EXCERTO CITADO -
************

Nenhum partido, incluindo o meu – que estimo –, vai limitar-me na minha
opinião. Uma coisa é a solidariedade que devemos ter com o partido em
momentos-chave, outra é a nossa opinião.” .
Como
exemplo apresentou “uma coisa nada popular” em que até é contra o que o PSD
defende: as penas criminais. Acha que “temos cada vez mais uma sociedade com
certos tipos de crimes que devia permitir a prisão perpétua dos delinquentes”, designadamente
em casos de terrorismo e de violência com consequências similares (caso de Pedro Dias). E elucida o seu argumento
com o caso de Espanha, em que o sistema não bloqueia o prolongamento do
cumprimento de pena:
“Espanha, há dois anos, fez uma reforma que vai neste sentido. Não
introduziu a prisão perpétua, mas, enquanto se mantiverem índices de
perigosidade, a pena pode alargar-se. No fundo, é dizer prisão perpétua, mas de
uma forma mais pragmática.”.
Ao falar de
solidariedade partidária em relação a momentos-chave do PSD, admitiu que o
partido está a viver um dos momentos que requerem solidariedade. E, apesar de
fazer valer as suas críticas “em relação ao processo autárquico em
Lisboa”, tal não o impede de ser solidário e de estar em todos os momentos em
que o partido entenda que deva estar.
***
Voltando às suas
declarações polémicas em que sublinhava que somos demasiado “tolerantes com algumas
minorias”, explicou-se “muito direto” ao
Sol;
“Eu acho, e Loures tem
sentido esse problema, que estamos aqui a falar particularmente da etnia
cigana. É verdade que em Loures há mais, com uma multiculturalidade grande, mas
em Portugal temos uma cultura com dois tipos de coisas preocupantes: uma é
haver grupos que, em termos de composição de rendimento, vivem quase exclusivamente de
subsídios do Estado; outra é acharem que estão acima das regras do Estado
de direito.”.

************

INFORMAÇÃO FORNECIDA -
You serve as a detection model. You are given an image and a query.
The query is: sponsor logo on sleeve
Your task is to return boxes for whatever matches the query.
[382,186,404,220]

************

INSTRUÇÃO 1 -
Segundo o excerto citado, o que a reforma feita em Espanha há dois anos permite em relação à duração das penas?
INSTRUÇÃO 2 -
Escreva a continuação do excerto citado a partir da sua última frase.

RESPOSTA 1 -
Permite que a pena se alargue enquanto se mantiverem índices de perigosidade, sem introduzir a prisão perpétua.

RESPOSTA 2 -
Sustenta que é
preciso “cumprir com as regras de habitação social”. Critica as situações
de Loures “em que são ocupados imóveis ilegalmente e a câmara nada faz para os [os ciganos] tirar de lá”, por
alegadamente ser “racismo e xenofobia”; verbera as situações em que, a qualquer
hora do dia, se veem pessoas “a ocupar o espaço público no meio da rua”; e
compreende as queixas de utentes dos transportes públicos sobre “pessoas de
etnia cigana que entram nos transportes, usam os transportes e nunca pagam, e
ainda geram desacatos”. E conclui que somos todos nós “quem está a pagar isso”.
Entende que a solução
passa por urgir o cumprimento da lei. Não vale a argumentação de que, se os tiram de casa, “vão
acampar para o meio da rua ou para a porta da câmara municipal”.” Acima de
tudo, defende que “o Estado de Direito não pode ter medo de grupo nenhum nem de
minorias nenhumas, tem de estar acima de tudo”. Se as pessoas ditas “normais” ou
da “maioria”, não pagarem a casa ou renda, são despejadas. Ora, isto deve valer
para as minorias. Diz o candidato e jurista que “a ideia de maioria e minoria
inverteu-se a partir do momento em que as minorias se tornaram minorias de
privilégio”. A lei tem de estar acima do preconceito e deve ser ela o
fator de igualdade. Assim, diz o candidato a autarca, “temos de ser todos
tratados como iguais” e “a etnia cigana tem de interiorizar o Estado de Direito
porque, para eles, as regras não são para lhes serem aplicadas”. Tem de acabar
o sentimento de enorme impunidade para os que pensam que “nada lhes vai
acontecer”. E isto não se tem feito
“por medo da reação”, pelo medo de “dizerem que estamos a ser ‘fascistas’, ‘racistas’,
‘xenófobos’ e pelo aproveitamento político. De facto, “sempre que alguém
denuncia isto, acusam-no de racista e começam a falar em políticas de
integração”, mas sem dizerem quais.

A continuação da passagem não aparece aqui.